┌─ Information shown

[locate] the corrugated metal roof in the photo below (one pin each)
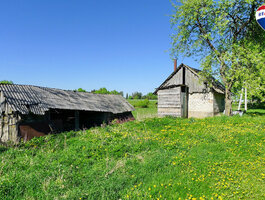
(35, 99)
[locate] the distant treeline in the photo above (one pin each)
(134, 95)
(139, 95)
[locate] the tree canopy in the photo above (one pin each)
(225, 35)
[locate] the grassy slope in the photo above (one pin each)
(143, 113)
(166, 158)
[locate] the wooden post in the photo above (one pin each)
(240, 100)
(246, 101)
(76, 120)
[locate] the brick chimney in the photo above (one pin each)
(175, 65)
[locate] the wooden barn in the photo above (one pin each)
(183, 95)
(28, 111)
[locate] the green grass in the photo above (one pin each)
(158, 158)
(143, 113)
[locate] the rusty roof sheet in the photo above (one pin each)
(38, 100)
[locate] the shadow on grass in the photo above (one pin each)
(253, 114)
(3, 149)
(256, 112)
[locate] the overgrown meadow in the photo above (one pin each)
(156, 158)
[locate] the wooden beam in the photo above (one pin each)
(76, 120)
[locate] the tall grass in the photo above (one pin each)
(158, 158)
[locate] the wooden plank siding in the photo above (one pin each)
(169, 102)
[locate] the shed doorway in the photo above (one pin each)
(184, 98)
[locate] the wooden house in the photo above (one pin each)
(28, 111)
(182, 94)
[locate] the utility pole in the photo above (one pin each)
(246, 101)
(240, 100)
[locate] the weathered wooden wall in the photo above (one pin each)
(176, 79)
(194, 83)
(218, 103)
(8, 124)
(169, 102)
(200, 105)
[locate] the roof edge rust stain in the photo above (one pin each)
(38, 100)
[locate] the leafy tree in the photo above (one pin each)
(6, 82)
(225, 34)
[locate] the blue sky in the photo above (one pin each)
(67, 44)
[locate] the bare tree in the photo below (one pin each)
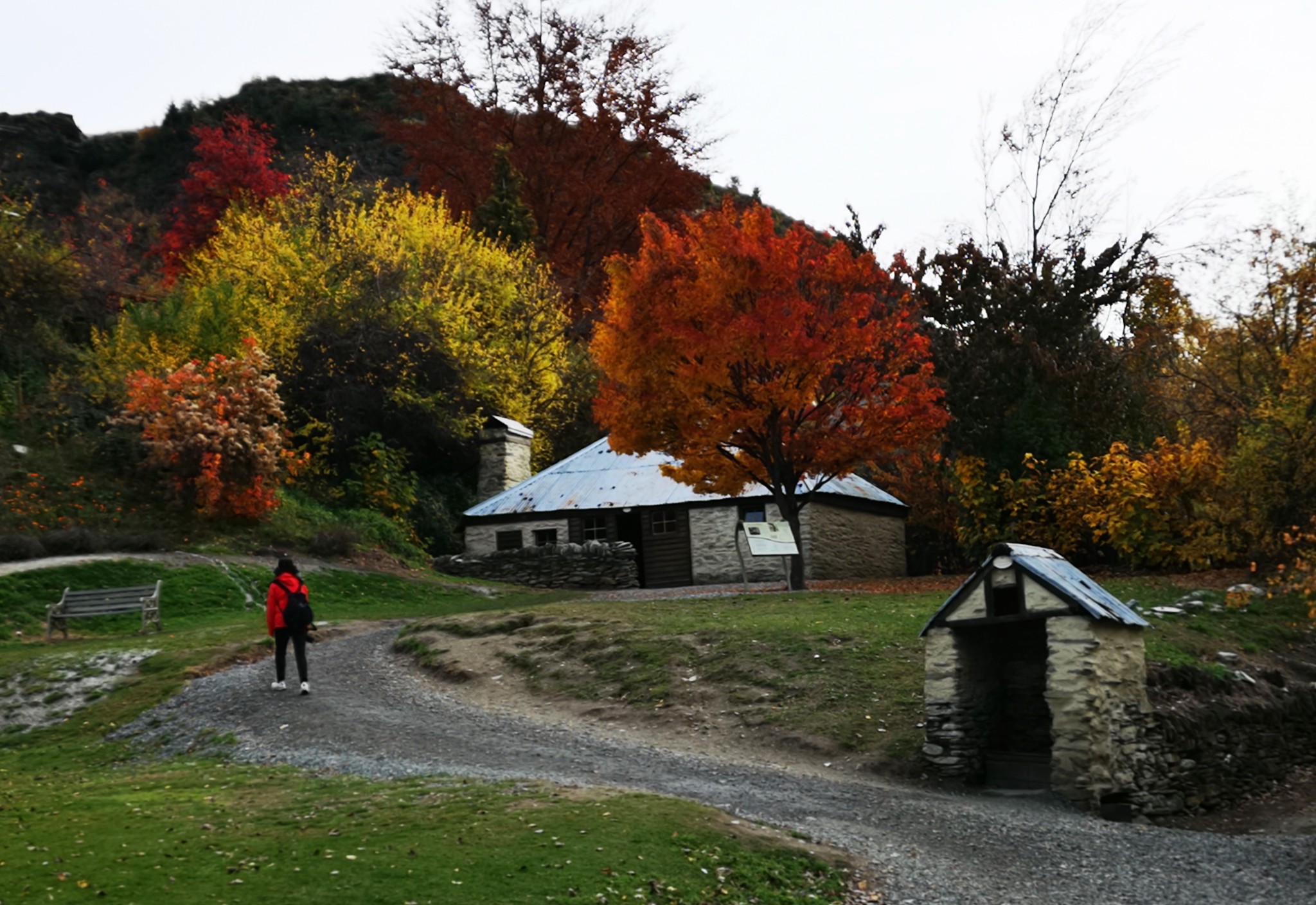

└─

_Problem details_.
Keep the pictures out and write out the records exactly.

_Written response_.
[locate] the corrugated metal roof in the photo below (one pin each)
(35, 99)
[locate] the distant treeline in the photo above (one pin each)
(134, 95)
(139, 95)
[locate] the tree canopy in the photo above (one pin each)
(225, 35)
[locate] the grassy slope in the photo above (one pin each)
(143, 113)
(166, 158)
[locate] the wooden post in the photo above (one pin each)
(240, 100)
(246, 101)
(76, 120)
[locate] the brick chimney in the photo above (one pin each)
(175, 65)
[locate] the wooden barn in the photo above (one pin each)
(183, 95)
(28, 111)
[locate] the green grass in the photo above (one pin each)
(158, 158)
(143, 113)
[locate] the rusty roof sheet in the photo above (one pin each)
(38, 100)
[locate] the shadow on grass in the photo above (one pin each)
(253, 114)
(3, 149)
(256, 112)
[locate] the overgrown meadow in the photo above (one pin each)
(156, 158)
[locate] the wooden beam in the photo above (one pin each)
(76, 120)
[locate] the tall grass in the photo above (one pin each)
(158, 158)
[locate] the wooden plank siding in the photo above (one pin each)
(169, 102)
[locate] the shed doorway in the photo above (one pin each)
(184, 98)
[locate] the wooden house in the photo above (one pin each)
(28, 111)
(182, 94)
[locate] the utility pole in the photo above (one pin each)
(246, 101)
(240, 100)
[locate] the weathered wooden wall in the photo above (one pin each)
(176, 79)
(194, 83)
(218, 103)
(8, 124)
(169, 102)
(200, 105)
[locate] the roof edge rust stain in the photo above (one pin each)
(38, 100)
[locate] the leafy tree in the photo above (one pin each)
(6, 82)
(225, 34)
[locate] the blue sky in the photo above (one pin each)
(67, 44)
[locate] the bare tree in the photo below (one pin each)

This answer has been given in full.